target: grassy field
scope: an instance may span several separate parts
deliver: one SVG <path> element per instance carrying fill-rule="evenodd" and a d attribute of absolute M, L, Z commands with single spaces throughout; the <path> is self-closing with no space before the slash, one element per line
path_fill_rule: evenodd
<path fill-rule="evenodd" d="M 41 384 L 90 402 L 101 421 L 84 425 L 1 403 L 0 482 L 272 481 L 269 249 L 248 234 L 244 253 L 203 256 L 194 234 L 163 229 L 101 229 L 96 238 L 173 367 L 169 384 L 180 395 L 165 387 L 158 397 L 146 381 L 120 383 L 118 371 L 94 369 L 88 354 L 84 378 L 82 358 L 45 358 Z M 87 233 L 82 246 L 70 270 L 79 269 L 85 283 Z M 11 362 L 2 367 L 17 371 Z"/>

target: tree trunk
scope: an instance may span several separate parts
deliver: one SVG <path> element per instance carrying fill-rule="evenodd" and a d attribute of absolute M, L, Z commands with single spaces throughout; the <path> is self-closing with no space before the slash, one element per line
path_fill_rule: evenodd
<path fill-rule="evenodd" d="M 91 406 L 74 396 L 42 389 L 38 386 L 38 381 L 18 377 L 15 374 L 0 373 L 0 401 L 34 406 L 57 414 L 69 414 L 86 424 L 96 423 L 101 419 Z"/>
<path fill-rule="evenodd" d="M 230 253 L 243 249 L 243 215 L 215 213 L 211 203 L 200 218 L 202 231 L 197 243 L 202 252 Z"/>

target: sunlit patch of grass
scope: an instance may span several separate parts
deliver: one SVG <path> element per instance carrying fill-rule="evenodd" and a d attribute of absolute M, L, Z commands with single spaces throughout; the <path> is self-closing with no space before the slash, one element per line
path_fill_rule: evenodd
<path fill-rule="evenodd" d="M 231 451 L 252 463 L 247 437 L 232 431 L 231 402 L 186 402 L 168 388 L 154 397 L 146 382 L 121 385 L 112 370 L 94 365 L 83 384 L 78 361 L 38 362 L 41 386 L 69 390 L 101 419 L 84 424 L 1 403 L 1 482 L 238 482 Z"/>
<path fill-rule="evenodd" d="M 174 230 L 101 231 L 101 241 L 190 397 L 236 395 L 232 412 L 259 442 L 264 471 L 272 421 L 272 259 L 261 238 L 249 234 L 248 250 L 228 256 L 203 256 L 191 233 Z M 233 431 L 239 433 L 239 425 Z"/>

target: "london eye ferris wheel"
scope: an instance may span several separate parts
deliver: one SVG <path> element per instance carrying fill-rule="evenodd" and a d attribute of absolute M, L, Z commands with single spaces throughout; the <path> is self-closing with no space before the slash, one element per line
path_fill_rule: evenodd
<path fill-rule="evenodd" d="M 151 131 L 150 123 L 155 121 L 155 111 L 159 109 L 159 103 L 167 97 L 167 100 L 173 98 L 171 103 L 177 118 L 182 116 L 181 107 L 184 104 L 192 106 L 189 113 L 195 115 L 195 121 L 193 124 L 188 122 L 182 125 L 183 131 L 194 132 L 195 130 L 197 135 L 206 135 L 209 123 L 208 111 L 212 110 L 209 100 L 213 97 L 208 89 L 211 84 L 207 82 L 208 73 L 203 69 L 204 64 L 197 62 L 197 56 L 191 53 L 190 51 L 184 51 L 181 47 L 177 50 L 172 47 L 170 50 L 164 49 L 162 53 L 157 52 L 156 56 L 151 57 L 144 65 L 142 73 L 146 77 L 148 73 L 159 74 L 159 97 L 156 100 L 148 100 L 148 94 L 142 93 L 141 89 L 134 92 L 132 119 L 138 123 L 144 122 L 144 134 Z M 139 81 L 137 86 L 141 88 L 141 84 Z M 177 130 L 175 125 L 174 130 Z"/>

—————

Please extract the lines of the material from its first line through the line that has "41 384 L 90", keeping both ends, and reproduce them unchanged.

target: grassy field
scope: an instance may span several separate parts
deliver: one SVG <path> element per instance carrying fill-rule="evenodd" and a d attribute of absolute M, L, Z commands with single spaces throughout; the <path> is self-closing with no space before the slash, one element per line
path_fill_rule: evenodd
<path fill-rule="evenodd" d="M 41 384 L 90 402 L 101 421 L 84 425 L 1 403 L 0 482 L 272 481 L 269 249 L 248 234 L 244 253 L 203 256 L 194 234 L 163 229 L 101 229 L 96 238 L 173 367 L 169 384 L 180 395 L 165 387 L 158 397 L 146 381 L 120 383 L 118 371 L 94 369 L 88 354 L 84 378 L 82 358 L 45 358 Z M 87 233 L 82 246 L 70 270 L 79 269 L 85 283 Z M 11 362 L 2 367 L 17 371 Z"/>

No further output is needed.